— begin Dataset records —

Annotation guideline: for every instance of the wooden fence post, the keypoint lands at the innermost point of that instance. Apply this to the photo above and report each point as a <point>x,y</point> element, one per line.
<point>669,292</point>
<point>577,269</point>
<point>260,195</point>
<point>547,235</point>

— end Dataset records —

§ Requirement
Recast every line of the listing above as a JSON list of strings, one string per line, leaving out blank lines.

§ Exercise output
[
  "Annotation guideline: for every instance of the wooden fence post, the keypoint lands at the innermost point of that instance. Apply this to the photo above and report each point as a <point>x,y</point> element, one per line.",
  "<point>669,292</point>",
  "<point>577,269</point>",
  "<point>260,195</point>",
  "<point>547,235</point>"
]